# Links and Kinks antique bike show and swap Datyon, Oh June 28th



## linksandkinks (Jun 11, 2014)

hope to have a good turn out this year we will also have a grill going for burgers and hot dogs, if anyone has any questions let me know 937-754-0929


----------



## Oldnut (Jun 24, 2014)

*Links and kinks show*

This is a great show lots of room and the owner is a collector,great swap last year.a good time a lot of cabe folks show up


----------



## Flat Tire (Jun 26, 2014)

I'll be there with lots of stuff for sale! Bring cash$$!


----------



## hoofhearted (Jun 26, 2014)

*Links and Kinks Located in Fairborn, Ohio*

*Am planning to be at this event ... Fairborn is my home-town.*


......... patric


=========
=========


----------



## bentwoody66 (Jun 27, 2014)

Me too

Sent from my SCH-I415 using Tapatalk


----------



## bentwoody66 (Jun 27, 2014)

Hoping to find a CWC rack for my ride. If anyone is attending and has one bring it along

Sent from my SCH-I415 using Tapatalk


----------



## npence (Jun 27, 2014)

See everyone in the morming


Sent from my iPad using Tapatalk


----------



## Flat Tire (Jun 28, 2014)

Wake up! Its time to go! Heading out soon as I finish my coffee -


----------



## Freqman1 (Jun 28, 2014)

#### [Problems to work on]
(A) Please copy the bike show thread word for word, between "This is a great" and "sale! Bring cash$$!", inclusive.
(B) Continue the bike show thread from where it stops.

#### [Supplied data]
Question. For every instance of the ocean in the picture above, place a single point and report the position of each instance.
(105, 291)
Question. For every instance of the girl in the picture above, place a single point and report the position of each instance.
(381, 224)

#### [Answer list]
(A)
This is a great show lots of room and the owner is a collector,great swap last year.a good time a lot of cabe folks show up


----------



## Flat Tire (Jun 26, 2014)

I'll be there with lots of stuff for sale! Bring cash$$!

(B)
Somebody needs to take some pics too! V/r Shawn


----------



## hoofhearted (Jun 29, 2014)

Freqman1 said:


> Somebody needs to take some pics too! V/r Shawn





*I foolishly entered a NEW thread in the Swap Meet Category (coulda put that entry 
in this thread) ... Links and Kinks Show .. Today .. June 28, 2014, Fairborn, Ohio.*



 *1941 Huffman, Dixie Flyer ... owner .. Oldnut (Ron M.)*








 *1917 Flying Merkel  ........ Owner ... p. cafaro*










.....patric


==========
==========


----------



## Oldnut (Jun 29, 2014)

*Links and kinks*

Picked this up super cheap at the show 










 70 stingray 2 spd original owner with the manual.lately these things seem to find me.


----------



## partsguy (Jul 11, 2014)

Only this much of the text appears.